* **THE PROBLEM**
Can you copy out all of the rows below word for word, changing nothing?

— START DATA SUPPLIED —

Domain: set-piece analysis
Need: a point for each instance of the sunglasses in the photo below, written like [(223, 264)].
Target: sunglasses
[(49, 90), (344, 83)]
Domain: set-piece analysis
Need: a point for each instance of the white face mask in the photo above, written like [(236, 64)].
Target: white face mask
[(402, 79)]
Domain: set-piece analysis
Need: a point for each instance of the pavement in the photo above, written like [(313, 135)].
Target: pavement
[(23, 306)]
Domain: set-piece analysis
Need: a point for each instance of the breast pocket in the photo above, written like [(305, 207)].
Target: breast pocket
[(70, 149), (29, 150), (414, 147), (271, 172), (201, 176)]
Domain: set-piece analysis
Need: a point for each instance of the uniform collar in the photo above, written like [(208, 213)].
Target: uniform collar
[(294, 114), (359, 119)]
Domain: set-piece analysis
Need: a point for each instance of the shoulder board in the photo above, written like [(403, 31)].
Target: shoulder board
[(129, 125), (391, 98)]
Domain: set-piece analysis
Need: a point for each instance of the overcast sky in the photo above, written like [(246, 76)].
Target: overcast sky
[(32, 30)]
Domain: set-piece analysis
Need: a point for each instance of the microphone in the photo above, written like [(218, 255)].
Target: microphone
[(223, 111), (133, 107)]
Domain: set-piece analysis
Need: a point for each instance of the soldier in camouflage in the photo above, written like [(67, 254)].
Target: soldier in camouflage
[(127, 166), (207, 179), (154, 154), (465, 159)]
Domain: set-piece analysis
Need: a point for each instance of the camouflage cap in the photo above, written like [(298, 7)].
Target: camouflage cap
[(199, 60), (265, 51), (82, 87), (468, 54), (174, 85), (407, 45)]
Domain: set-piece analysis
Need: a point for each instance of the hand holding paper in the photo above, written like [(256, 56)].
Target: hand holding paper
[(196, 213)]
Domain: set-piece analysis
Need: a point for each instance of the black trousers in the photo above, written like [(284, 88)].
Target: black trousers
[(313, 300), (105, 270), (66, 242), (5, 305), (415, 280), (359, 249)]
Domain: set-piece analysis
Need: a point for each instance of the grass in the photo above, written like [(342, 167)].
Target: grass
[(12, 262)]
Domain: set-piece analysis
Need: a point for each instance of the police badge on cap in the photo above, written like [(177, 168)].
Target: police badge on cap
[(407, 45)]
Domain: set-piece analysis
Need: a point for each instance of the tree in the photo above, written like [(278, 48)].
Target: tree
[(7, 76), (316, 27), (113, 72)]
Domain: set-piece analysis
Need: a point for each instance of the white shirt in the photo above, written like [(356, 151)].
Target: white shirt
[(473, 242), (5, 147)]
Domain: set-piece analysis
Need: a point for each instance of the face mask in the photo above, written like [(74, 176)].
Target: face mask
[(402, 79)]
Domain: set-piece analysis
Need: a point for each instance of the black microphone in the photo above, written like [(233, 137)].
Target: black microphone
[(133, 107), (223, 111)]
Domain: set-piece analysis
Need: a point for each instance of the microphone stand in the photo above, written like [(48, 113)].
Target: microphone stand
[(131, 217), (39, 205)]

— END DATA SUPPLIED —

* **THE OUTPUT**
Domain: set-piece analysis
Need: a point for each instance of the sunglasses in the photo below, written like [(223, 264)].
Target: sunglasses
[(49, 90), (344, 83)]
Domain: set-piece analysis
Need: a point for each instance of the white face mask in the photo above, written like [(236, 64)].
Target: white face mask
[(402, 79)]
Domain: set-piece analysis
Need: a point for each instance of the pavement in the photo above, written like [(313, 135)].
Target: pavement
[(23, 306)]
Domain: set-piece analysis
Need: a point for each instance of the breast pocket in the photo above, written like [(305, 207)].
Target: breast pocket
[(70, 149), (29, 150), (414, 147), (271, 172), (201, 176)]
Domain: set-piece analysis
Need: a point for each instance of the uniform collar in the photo above, written like [(208, 213)].
Target: uniform collar
[(294, 114), (359, 119)]
Domain: set-piece analysis
Need: a point for each instance of the shoulder board in the photo above, written like [(403, 31)].
Target: shoulder board
[(129, 125), (391, 98)]
Domain: set-piece analysis
Need: a point for each instance of the overcast sky in the photo above, written like [(246, 76)].
Target: overcast sky
[(32, 30)]
Domain: set-piece analysis
Need: a point for each instance of the microphone in the photo above, written like [(218, 255)].
Target: microphone
[(223, 111), (133, 107)]
Domain: set-piece analysis
Need: a point for each instance of the soldier in camouflage in the photo above, written like [(67, 254)].
Target: soldier in camouflage
[(127, 166), (207, 179), (154, 154), (465, 159)]
Domain: set-piece analysis
Need: a point for each instance of the camouflage cap in the photo above, written like [(298, 7)].
Target: camouflage cap
[(199, 60), (265, 51), (82, 87), (468, 54), (174, 85), (407, 45)]
Domain: set-piece analysis
Need: a point for each instance of the hand holding paper in the photo above, written like [(256, 56)].
Target: hand holding paper
[(196, 213)]
Domain: set-piece analysis
Need: a point for each instance of the black trousers in the photo above, written like [(284, 88)].
Target: black trousers
[(313, 300), (105, 270), (66, 242), (5, 305), (415, 280), (359, 249)]
Domain: set-piece analysis
Need: a point for each instance of the grass in the photo above, written like [(342, 167)].
Target: grass
[(12, 262)]
Domain: set-piece analysis
Need: a point for each instance of the police badge on cap in the photo above, written like [(177, 168)].
Target: police badge on cap
[(407, 45)]
Domain: set-piece analysis
Need: a point for each instance of the tree in the photo above, written like [(278, 48)].
Target: tree
[(7, 76), (316, 27), (113, 72)]
Domain: set-piece analysis
Need: a point for each instance of the white shirt in the photo above, written like [(356, 151)].
Target: white shirt
[(473, 242), (5, 147)]
Domain: set-piece analysis
Need: a point for each instance of the face mask in the photo above, written like [(74, 176)].
Target: face mask
[(402, 79)]
Domain: set-piece analysis
Need: a point for each instance of the black microphone in the photo above, written like [(233, 137)].
Target: black microphone
[(133, 107), (223, 111)]
Domain: set-piece analysis
Need: a point for each instance of the microphone stand in the photo above, written like [(48, 113)].
Target: microphone stand
[(131, 217), (39, 205)]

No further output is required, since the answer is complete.